> _Kutipan Terpilih_:

------------------------------

Pages

Wednesday, October 2, 2019

Warga Asli Wamena: Hanya Sayur Ini yang Bisa Kami Bantu

Warga pendatang diharap tetap berada di Papua dan kembali membangun perekonomian.

REPUBLIKA.CO.ID, Simpati dan uluran tangan terus mengalir untuk para pengungsi kerusuhan di Wamena, Kabupaten Jayawijaya, Papua. Tak hanya dari berbagai wilayah di Indonesia, warga setempat juga memberikan bantuan bagi para pengungsi.

Pada Rabu (2/10), sejumlah warga asli Kabupaten Jayawijaya memberikan bantuan sayur-mayur untuk para pengungsi yang ada di pusat ibu kota kabupaten, Wamena. Kepala Distrik Walelagama, Karlos Elosak, bersama perwakilan kepala kampung di Wamena mengantarkan sayur-mayur itu ke dapur umum yang dibangun pemerintah di gedung Ukumiarek Asso."Hari ini saya bawa datang untuk menyumbangkan. Sayur-mayur ini hasil bumi dari masyarakat," kata Karlos Elosak.

Masyarakat Walelagama mengharapkan sayur-mayur yang kebanyakan berupa umbi-umbian itu dimanfaatkan untuk meringankan beban korban kerusuhan Wamena pada Senin, (23/9). "Kami masyarakat di kampung-kampung hanya punya sayur-mayur sehingga hanya itu yang bisa kami bantu. Ikhlas dari masyarakat," kata dia.

------------------------------

> _Data_:
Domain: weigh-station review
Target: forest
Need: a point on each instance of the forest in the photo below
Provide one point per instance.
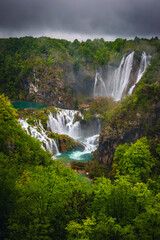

------------------------------

> _Yang Diminta_:
**1.** Menurut kutipan tentang bantuan warga asli Wamena, ke mana sayur-mayur sumbangan itu diantarkan?
**2.** Lanjutkan kutipan tentang bantuan warga asli Wamena mulai setelah kalimat terakhirnya.

> _Jawaban Tugas_:
**1.** Ke dapur umum yang dibangun pemerintah di gedung Ukumiarek Asso.

**2.**
Selain memberikan bantuan ke dapur umum, bantuan masyarakat dari enam kampung itu diberikan juga ke beberapa titik pengungsian. Warga Distrik Walelagama mengharapkan situasi di pusat ibu kota Kabupaten Jayawijaya kembali normal seperti biasa."Semoga Wamena kembali normal seperti semula. Kami di Walelagama aman dari kerusuhan Senin (23/9). Dan kemarin juga kami sudah canangkan distrik kami aman," katanya.

Penjabat Badan Penanggulangan Bencana Daerah Jayawijaya Ernawati Tappi mengatakan, bantuan sayur-mayur dari masyarakat bukan saja dari distrik Walelagama, melainkan juga dari distrik lainnya di Jayawijaya. "Sampai Selasa (1/10) sore, ada bantuan dari masyarakat dari distrik-distrik lain yang diantar ke posko. Bantuan berasal dari sekitar delapan distrik," kata dia.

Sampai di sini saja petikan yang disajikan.